= Problem requirements =
Transcribe the data as written, minus images.
*** Listed entries ***
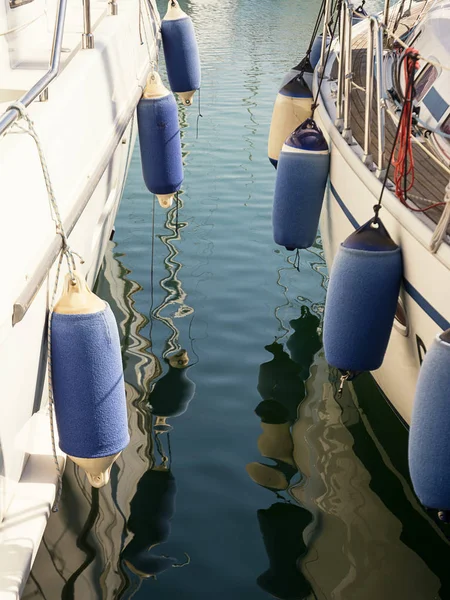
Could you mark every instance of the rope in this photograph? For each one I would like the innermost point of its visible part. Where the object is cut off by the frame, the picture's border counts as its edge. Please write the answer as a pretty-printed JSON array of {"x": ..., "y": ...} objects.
[
  {"x": 152, "y": 55},
  {"x": 440, "y": 231},
  {"x": 404, "y": 140},
  {"x": 403, "y": 152},
  {"x": 66, "y": 253}
]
*** End of Listed entries ***
= Exercise solution =
Could you mark every instance of the rope in this photograph? For each one I would like the innermost point of its visible part. Where the object is cut off by the frame, the picture's border counts as its edge. Please write the answer as a pretty-printed JSON array of {"x": ..., "y": ...} objects.
[
  {"x": 152, "y": 55},
  {"x": 440, "y": 231},
  {"x": 404, "y": 140},
  {"x": 403, "y": 152},
  {"x": 66, "y": 253}
]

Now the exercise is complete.